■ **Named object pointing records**

########################################

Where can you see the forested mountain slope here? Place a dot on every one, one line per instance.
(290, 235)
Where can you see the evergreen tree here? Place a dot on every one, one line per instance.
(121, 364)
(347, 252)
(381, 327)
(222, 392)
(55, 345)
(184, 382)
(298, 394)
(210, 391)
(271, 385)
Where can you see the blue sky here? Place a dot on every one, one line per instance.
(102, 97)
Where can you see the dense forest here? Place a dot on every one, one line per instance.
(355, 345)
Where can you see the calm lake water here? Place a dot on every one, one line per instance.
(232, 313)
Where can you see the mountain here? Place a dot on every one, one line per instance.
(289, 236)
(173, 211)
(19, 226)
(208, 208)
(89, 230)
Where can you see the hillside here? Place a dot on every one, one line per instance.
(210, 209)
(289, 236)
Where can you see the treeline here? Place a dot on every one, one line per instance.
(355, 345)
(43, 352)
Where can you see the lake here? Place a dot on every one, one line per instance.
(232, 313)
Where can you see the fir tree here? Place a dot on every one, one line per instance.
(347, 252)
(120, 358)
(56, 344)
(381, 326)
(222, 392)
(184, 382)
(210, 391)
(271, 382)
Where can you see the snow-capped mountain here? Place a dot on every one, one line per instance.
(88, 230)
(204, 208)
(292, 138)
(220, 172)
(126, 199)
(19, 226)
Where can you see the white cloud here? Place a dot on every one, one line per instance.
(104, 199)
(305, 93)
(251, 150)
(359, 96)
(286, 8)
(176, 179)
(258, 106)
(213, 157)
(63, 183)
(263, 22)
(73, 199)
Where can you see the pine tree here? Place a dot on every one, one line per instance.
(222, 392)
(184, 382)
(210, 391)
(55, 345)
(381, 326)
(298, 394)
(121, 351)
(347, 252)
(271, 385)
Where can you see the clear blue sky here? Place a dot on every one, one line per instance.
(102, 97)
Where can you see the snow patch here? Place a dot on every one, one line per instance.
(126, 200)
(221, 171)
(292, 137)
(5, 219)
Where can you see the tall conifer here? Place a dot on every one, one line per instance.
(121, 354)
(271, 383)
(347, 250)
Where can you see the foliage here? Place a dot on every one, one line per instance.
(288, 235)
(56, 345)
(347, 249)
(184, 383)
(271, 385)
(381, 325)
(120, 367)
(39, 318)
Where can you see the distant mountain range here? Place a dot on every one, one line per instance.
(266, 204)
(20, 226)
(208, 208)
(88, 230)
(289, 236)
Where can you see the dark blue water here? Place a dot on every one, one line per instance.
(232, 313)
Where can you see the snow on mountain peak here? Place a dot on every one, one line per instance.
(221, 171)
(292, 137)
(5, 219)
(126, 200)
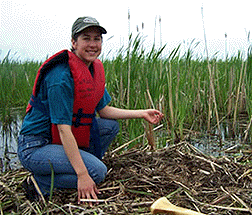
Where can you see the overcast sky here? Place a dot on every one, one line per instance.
(37, 29)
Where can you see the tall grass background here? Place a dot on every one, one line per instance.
(194, 93)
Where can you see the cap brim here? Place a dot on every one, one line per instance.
(103, 30)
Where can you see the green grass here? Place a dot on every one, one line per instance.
(192, 92)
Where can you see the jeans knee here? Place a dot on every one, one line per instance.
(116, 127)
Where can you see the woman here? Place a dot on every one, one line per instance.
(60, 130)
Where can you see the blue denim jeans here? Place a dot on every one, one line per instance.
(37, 153)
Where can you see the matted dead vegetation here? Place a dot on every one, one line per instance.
(136, 178)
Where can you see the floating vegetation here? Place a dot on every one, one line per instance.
(137, 177)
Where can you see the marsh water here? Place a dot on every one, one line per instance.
(225, 144)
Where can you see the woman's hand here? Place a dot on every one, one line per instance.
(152, 116)
(86, 188)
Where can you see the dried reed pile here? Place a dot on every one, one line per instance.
(136, 178)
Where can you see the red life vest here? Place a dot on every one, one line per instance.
(88, 91)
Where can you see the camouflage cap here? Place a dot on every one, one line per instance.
(84, 22)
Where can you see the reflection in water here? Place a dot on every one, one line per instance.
(210, 144)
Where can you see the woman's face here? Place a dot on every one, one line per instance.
(88, 45)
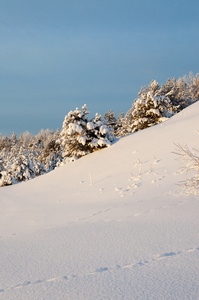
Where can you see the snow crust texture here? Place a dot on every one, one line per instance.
(115, 224)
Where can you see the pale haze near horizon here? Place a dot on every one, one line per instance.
(58, 55)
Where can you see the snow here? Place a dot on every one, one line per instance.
(114, 224)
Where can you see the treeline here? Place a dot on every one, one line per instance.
(27, 156)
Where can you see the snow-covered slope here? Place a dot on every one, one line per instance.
(112, 225)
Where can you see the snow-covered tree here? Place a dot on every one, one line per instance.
(79, 136)
(150, 108)
(124, 124)
(111, 121)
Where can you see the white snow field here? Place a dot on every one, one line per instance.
(115, 224)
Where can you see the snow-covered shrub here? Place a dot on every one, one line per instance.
(150, 108)
(80, 136)
(191, 159)
(182, 91)
(111, 121)
(124, 124)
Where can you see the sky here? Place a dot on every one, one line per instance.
(59, 55)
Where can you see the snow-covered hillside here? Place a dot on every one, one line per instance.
(113, 225)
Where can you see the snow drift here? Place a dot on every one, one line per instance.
(112, 225)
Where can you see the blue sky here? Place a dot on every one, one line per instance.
(57, 55)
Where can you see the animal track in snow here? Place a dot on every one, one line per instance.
(102, 270)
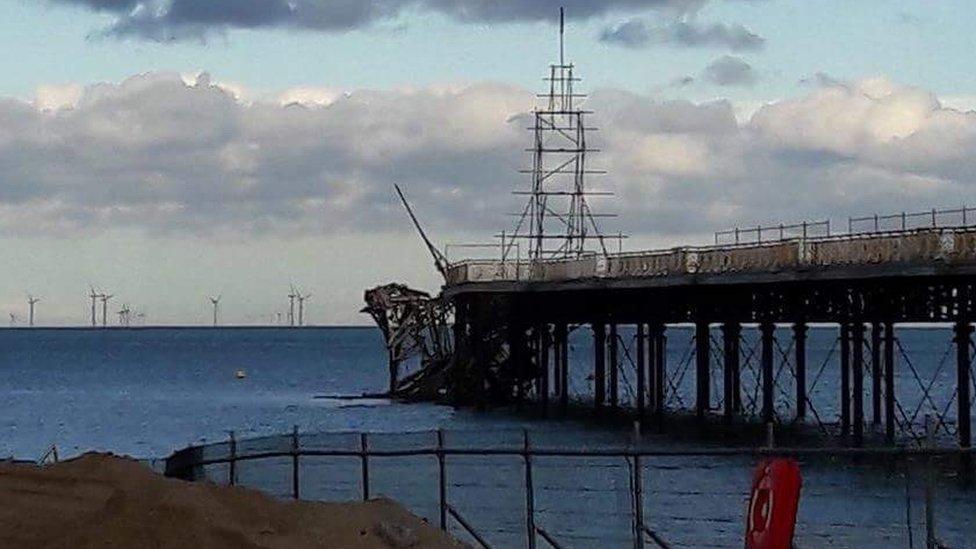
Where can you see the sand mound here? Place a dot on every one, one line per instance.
(110, 502)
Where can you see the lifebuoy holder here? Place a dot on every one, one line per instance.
(773, 504)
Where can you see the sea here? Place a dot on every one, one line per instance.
(147, 392)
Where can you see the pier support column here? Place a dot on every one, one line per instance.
(858, 374)
(459, 362)
(516, 348)
(599, 365)
(562, 365)
(845, 379)
(964, 331)
(542, 383)
(889, 370)
(641, 373)
(730, 342)
(702, 369)
(800, 349)
(768, 334)
(614, 368)
(876, 373)
(659, 371)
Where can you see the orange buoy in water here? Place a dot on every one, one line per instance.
(771, 516)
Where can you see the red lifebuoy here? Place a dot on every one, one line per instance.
(773, 504)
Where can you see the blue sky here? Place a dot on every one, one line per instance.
(121, 167)
(922, 43)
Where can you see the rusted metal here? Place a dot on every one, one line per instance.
(413, 324)
(902, 248)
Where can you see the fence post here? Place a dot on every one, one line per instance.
(638, 490)
(529, 492)
(232, 473)
(930, 540)
(294, 463)
(364, 456)
(442, 478)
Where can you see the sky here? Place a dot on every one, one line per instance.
(164, 151)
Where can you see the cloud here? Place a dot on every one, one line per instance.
(730, 71)
(163, 154)
(636, 33)
(166, 20)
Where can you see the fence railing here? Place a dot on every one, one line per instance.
(772, 233)
(190, 464)
(906, 221)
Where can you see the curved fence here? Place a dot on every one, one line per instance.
(513, 489)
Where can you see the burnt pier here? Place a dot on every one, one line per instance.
(512, 320)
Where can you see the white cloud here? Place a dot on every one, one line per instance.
(165, 154)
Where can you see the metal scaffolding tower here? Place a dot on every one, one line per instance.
(557, 221)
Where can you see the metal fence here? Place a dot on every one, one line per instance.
(508, 489)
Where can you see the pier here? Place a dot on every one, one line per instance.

########################################

■ **AIM OF THE EXERCISE**
Copy out the records word for word, beginning with the line that contains "Where can you see the cloud" and continuing through the end of the records.

■ **TASK RESULT**
Where can you see the cloud here? Place a dot on every one, one line per instance.
(730, 71)
(163, 154)
(636, 33)
(166, 20)
Where can you see the fence railing here? Place a dot on every one, one line per instance.
(772, 233)
(190, 464)
(906, 221)
Where can you see the curved fence here? Place a dot on every one, one line per instance.
(513, 489)
Where can you see the burnt pier here? Place a dot on every one, one line per instance.
(512, 320)
Where can you see the white cloud here? Place a dot on every one, one line per instance.
(165, 154)
Where can you see the metal scaffolding tower here? Place a dot on every one, one line per instance.
(557, 221)
Where can you see the metal fence here? Place a dot on every one, one line per instance.
(508, 489)
Where can you see the pier here? Place a dot on every one, one line per instance.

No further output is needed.